Problem to work on:
Return each line of the material below word for word, in the same order.

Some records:
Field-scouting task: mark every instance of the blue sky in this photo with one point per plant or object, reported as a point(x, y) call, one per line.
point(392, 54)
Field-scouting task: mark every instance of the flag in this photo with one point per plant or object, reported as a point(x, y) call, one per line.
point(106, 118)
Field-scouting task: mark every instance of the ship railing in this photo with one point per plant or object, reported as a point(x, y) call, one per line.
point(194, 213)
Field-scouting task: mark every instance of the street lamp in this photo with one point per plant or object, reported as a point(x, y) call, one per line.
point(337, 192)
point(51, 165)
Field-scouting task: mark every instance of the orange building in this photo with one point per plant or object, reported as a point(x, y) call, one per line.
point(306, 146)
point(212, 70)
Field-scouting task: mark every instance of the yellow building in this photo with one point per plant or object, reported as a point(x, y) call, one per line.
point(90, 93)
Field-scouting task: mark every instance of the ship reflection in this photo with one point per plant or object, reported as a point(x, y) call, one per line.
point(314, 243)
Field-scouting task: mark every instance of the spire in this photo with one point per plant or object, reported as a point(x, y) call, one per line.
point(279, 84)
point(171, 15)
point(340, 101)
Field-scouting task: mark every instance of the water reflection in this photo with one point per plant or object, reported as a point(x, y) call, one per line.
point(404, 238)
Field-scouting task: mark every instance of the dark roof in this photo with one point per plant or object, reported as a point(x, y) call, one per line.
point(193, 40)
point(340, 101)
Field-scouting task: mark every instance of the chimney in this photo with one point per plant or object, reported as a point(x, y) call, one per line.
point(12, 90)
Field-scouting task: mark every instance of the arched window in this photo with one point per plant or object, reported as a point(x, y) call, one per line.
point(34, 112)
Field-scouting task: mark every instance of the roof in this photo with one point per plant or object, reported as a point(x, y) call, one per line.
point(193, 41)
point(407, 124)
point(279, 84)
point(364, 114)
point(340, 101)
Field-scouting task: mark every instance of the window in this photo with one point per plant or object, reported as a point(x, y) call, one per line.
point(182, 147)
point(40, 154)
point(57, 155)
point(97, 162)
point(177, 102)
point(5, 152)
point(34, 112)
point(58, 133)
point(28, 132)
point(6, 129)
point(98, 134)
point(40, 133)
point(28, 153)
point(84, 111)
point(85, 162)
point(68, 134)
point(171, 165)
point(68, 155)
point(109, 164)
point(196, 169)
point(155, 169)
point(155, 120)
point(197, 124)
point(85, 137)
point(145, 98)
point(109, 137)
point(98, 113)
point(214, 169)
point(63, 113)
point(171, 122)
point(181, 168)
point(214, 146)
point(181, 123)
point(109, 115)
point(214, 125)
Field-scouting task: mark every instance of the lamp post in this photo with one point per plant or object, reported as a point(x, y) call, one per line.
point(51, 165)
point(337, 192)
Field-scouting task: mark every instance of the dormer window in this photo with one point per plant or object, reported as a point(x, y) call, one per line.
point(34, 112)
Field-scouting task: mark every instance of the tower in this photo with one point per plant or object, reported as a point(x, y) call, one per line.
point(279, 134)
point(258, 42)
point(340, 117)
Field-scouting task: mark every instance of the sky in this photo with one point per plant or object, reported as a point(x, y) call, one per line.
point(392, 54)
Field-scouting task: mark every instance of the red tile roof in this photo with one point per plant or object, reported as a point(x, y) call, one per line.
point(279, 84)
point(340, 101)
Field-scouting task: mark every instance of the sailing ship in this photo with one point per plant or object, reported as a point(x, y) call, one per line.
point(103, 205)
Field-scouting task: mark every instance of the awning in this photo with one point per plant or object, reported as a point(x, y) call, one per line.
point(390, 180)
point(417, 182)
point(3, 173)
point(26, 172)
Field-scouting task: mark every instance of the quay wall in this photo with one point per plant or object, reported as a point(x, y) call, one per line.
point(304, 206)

Response to this exercise:
Field-scouting task: mark every instance of the blue sky in this photo with one point per plant or object, reported as a point(x, y) call, one per line.
point(392, 54)
Field-scouting task: mark every instance of the flag in this photo with one point per plant or object, reported as a point(x, y) call, one per line.
point(106, 118)
Field-scouting task: mark every instance of the ship railing in this photo with one point per plant or object, reported as a point(x, y) call, one per line.
point(194, 213)
Field-scouting task: mark every instance of the street lamp in this photo with one point per plant or object, reported as a point(x, y) call, one per line.
point(337, 192)
point(51, 165)
Field-scouting task: mark every instance of the orange building in this photo with one point per plant or object, reported as a point(x, y) call, one per line.
point(306, 146)
point(212, 70)
Field-scouting task: mark every instance of the yellow building in this photo with one point per plant or object, reported as a point(x, y) call, one per line.
point(90, 93)
Field-scouting task: mark every instance of the ship reflection in this photo with one point per plant or object, reported as a point(x, y) call, one per line.
point(314, 243)
Field-scouting task: mark every instance of the spire in this photo with one point per plant or object, reported as a point(x, y) call, one per line.
point(279, 84)
point(171, 15)
point(340, 101)
Field-scouting task: mark every instance of the water reflection in this photo with one point per plant or object, reported as a point(x, y) call, one per line.
point(404, 238)
Field-scouting task: mark every instance of the dark roof in this photo with one point per plant or object, reported as a point(x, y) call, one per line.
point(193, 40)
point(340, 101)
Field-scouting task: mark every instance of the chimney in this photo with one point per plant or object, reported as a point(x, y) call, one per line.
point(12, 90)
Field-scouting task: mark every instance of the arched window in this photo with one point per plant or object, reported as a point(x, y) call, one per line.
point(34, 112)
Field-scouting task: mark every instance of the roof in this photo with one point per plant or object, reported as a point(x, y) call, one per line.
point(193, 41)
point(407, 124)
point(279, 84)
point(364, 114)
point(340, 101)
Field-scouting task: mark every instance of the window in this photo with one point per plant or object, reported as a point(x, y) call, one per line.
point(182, 147)
point(40, 154)
point(57, 155)
point(97, 162)
point(177, 102)
point(5, 152)
point(34, 112)
point(58, 133)
point(28, 132)
point(6, 129)
point(98, 134)
point(40, 133)
point(28, 153)
point(84, 111)
point(85, 162)
point(68, 134)
point(171, 165)
point(68, 155)
point(109, 164)
point(196, 169)
point(155, 169)
point(155, 120)
point(197, 124)
point(85, 137)
point(145, 98)
point(109, 137)
point(98, 113)
point(214, 169)
point(63, 113)
point(171, 122)
point(181, 168)
point(214, 146)
point(181, 123)
point(109, 115)
point(214, 125)
Field-scouting task: mark every instance of the lamp post in this photo with one point per plant or object, reported as a point(x, y) call, one per line.
point(51, 165)
point(337, 192)
Field-scouting task: mark every instance of the dormer window in this photo with one point per plant or object, reported as a point(x, y) call, one per line.
point(34, 112)
Field-scouting task: mark every instance of the tower in this photo with one point per plant or object, reported as a point(x, y) call, one per line.
point(279, 134)
point(258, 42)
point(340, 117)
Field-scouting task: mark every instance of the sky in this photo with one point per plant or object, reported as a point(x, y) call, one per line.
point(392, 54)
Field-scouting task: mark every instance of the red tile roof in this photo with one point per plant or object, reported as a point(x, y) call, one per line.
point(279, 84)
point(340, 101)
Field-scouting task: mark every instance of the sailing ship in this photo with one point per plant or object, reported as a point(x, y) call, one per line.
point(103, 205)
Field-scouting task: mark every instance of the awning in this photo with one point per plant or object, reported as a point(x, y) call, one per line.
point(390, 180)
point(417, 182)
point(3, 173)
point(26, 172)
Field-scouting task: mark every instance of the quay wall in this photo with one point per plant or object, reported as a point(x, y) call, one per line.
point(304, 206)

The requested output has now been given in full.